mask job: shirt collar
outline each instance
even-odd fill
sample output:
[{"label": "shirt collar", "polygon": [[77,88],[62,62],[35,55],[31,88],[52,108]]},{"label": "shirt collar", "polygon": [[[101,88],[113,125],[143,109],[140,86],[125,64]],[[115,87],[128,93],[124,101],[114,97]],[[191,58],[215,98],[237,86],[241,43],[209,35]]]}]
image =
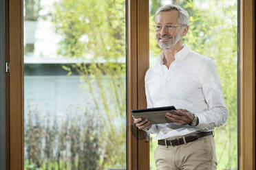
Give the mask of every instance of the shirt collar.
[{"label": "shirt collar", "polygon": [[[189,47],[186,45],[183,45],[183,48],[180,51],[176,53],[176,54],[174,56],[175,60],[177,60],[177,61],[184,60],[186,58],[187,54],[189,53],[189,51],[190,51],[190,49]],[[164,58],[164,52],[162,51],[158,55],[158,61],[160,64],[162,64],[163,58]]]}]

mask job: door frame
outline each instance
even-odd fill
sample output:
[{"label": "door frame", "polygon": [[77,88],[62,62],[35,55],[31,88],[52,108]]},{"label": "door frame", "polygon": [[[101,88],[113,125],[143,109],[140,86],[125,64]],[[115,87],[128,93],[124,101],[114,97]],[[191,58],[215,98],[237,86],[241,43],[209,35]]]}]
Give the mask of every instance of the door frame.
[{"label": "door frame", "polygon": [[[23,1],[6,0],[8,12],[6,36],[6,56],[10,72],[6,110],[6,169],[23,168]],[[239,1],[239,169],[255,169],[255,1]],[[149,68],[149,1],[127,0],[127,169],[149,169],[149,143],[145,133],[134,126],[130,110],[146,107],[144,75]],[[147,35],[146,35],[147,34]],[[9,156],[10,155],[10,156]]]}]

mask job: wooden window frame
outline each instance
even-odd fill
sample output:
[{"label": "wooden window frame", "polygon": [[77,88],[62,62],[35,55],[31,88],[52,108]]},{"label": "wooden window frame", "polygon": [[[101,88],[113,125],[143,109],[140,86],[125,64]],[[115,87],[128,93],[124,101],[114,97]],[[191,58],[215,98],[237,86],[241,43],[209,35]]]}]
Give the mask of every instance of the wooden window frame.
[{"label": "wooden window frame", "polygon": [[[255,1],[239,1],[239,169],[255,169]],[[23,1],[6,0],[8,12],[6,36],[6,169],[23,169]],[[127,169],[149,169],[149,142],[134,126],[131,109],[146,107],[144,76],[149,68],[149,0],[127,0]],[[10,98],[9,98],[10,97]]]}]

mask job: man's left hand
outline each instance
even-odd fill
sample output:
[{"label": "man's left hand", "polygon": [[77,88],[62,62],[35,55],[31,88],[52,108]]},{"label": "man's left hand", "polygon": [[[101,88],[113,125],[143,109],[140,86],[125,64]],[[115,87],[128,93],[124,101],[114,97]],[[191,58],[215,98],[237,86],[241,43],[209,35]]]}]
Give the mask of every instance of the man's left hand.
[{"label": "man's left hand", "polygon": [[191,124],[194,119],[194,115],[186,109],[178,109],[175,112],[177,114],[167,112],[165,117],[179,125]]}]

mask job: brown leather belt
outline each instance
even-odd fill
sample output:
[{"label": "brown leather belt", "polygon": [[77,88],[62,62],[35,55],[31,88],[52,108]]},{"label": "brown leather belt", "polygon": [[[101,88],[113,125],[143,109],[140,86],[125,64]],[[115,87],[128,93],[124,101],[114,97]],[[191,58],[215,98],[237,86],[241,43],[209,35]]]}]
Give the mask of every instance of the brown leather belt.
[{"label": "brown leather belt", "polygon": [[200,138],[213,134],[213,132],[200,132],[191,135],[188,135],[184,138],[175,138],[173,140],[158,140],[158,145],[164,146],[178,146],[186,143],[191,143]]}]

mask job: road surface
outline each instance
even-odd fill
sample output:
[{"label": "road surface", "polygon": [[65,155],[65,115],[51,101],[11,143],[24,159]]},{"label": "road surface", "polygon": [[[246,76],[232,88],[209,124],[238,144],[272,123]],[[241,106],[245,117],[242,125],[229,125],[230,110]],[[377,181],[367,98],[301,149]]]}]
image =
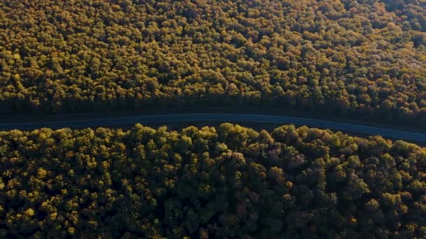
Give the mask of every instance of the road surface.
[{"label": "road surface", "polygon": [[163,124],[188,122],[250,122],[273,124],[293,124],[296,126],[306,125],[309,127],[329,129],[334,131],[352,132],[359,134],[382,136],[384,138],[401,139],[411,142],[426,143],[426,133],[407,131],[399,129],[386,129],[379,126],[336,122],[322,120],[308,119],[287,116],[275,116],[252,114],[221,114],[221,113],[188,113],[137,115],[118,117],[88,118],[83,120],[66,120],[52,122],[25,123],[0,123],[0,131],[12,129],[32,130],[40,128],[85,128],[100,126],[120,126],[141,124]]}]

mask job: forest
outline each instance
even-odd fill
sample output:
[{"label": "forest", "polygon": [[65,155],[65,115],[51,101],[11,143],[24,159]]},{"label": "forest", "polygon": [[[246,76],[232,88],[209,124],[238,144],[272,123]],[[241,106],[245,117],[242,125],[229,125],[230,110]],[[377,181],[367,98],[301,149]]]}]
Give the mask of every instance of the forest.
[{"label": "forest", "polygon": [[0,238],[421,238],[426,148],[224,123],[0,132]]},{"label": "forest", "polygon": [[426,127],[424,0],[4,0],[0,113],[262,106]]}]

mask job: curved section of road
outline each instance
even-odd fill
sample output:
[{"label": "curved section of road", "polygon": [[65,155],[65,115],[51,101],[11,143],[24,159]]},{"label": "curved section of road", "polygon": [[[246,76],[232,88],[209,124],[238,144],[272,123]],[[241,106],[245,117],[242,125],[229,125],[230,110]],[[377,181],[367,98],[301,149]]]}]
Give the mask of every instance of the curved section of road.
[{"label": "curved section of road", "polygon": [[244,114],[220,113],[188,113],[163,114],[152,115],[137,115],[109,118],[91,118],[84,120],[69,120],[54,122],[1,123],[0,130],[32,130],[40,128],[85,128],[100,126],[119,126],[140,124],[162,124],[176,122],[250,122],[273,124],[306,125],[309,127],[329,129],[336,131],[352,132],[372,136],[382,136],[384,138],[401,139],[412,142],[426,143],[426,133],[406,131],[398,129],[386,129],[378,126],[336,122],[322,120],[308,119],[287,116]]}]

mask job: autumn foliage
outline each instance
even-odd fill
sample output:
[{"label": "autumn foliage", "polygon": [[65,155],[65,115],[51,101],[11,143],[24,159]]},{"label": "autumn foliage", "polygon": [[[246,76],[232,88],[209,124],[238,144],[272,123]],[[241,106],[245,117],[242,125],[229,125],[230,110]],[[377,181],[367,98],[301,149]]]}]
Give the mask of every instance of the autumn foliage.
[{"label": "autumn foliage", "polygon": [[425,167],[305,126],[0,132],[0,237],[420,238]]},{"label": "autumn foliage", "polygon": [[263,106],[426,126],[417,0],[4,0],[0,113]]}]

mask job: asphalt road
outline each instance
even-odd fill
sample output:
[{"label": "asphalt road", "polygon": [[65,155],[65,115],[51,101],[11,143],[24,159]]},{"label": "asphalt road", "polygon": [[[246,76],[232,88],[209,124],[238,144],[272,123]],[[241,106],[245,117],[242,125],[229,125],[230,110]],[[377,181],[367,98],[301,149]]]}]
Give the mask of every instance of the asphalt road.
[{"label": "asphalt road", "polygon": [[12,129],[32,130],[40,128],[85,128],[100,126],[120,126],[141,124],[163,124],[176,122],[198,123],[209,122],[249,122],[273,124],[306,125],[309,127],[329,129],[334,131],[355,133],[357,134],[382,136],[384,138],[401,139],[407,141],[426,143],[426,133],[386,129],[378,126],[336,122],[322,120],[302,117],[274,116],[266,115],[220,114],[220,113],[188,113],[137,115],[118,117],[99,117],[83,120],[67,120],[52,122],[25,123],[0,123],[0,131]]}]

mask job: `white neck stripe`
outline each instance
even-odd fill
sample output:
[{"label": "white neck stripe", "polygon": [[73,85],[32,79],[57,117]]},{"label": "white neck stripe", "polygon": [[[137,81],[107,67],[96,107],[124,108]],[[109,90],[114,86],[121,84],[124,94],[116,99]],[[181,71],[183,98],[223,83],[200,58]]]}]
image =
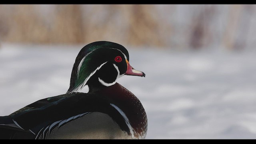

- _To do_
Rewrite the part of the entries that opens with the line containing "mask job: man's left hand" and closes with the line containing "Give the mask of every instance of the man's", changing "left hand" to "right hand" and keeping everything else the same. Give only those lines.

- _Correct response_
mask job: man's right hand
outline each instance
even-odd fill
sample output:
[{"label": "man's right hand", "polygon": [[77,88],[62,62],[35,55],[31,88],[52,108]]},{"label": "man's right hand", "polygon": [[[101,88],[113,125],[143,109],[140,86],[125,64]],[[115,87],[128,93],[124,101],[114,97]],[[191,58],[215,98],[237,86],[241,43],[209,35]]]}]
Give the mask of every instance of the man's right hand.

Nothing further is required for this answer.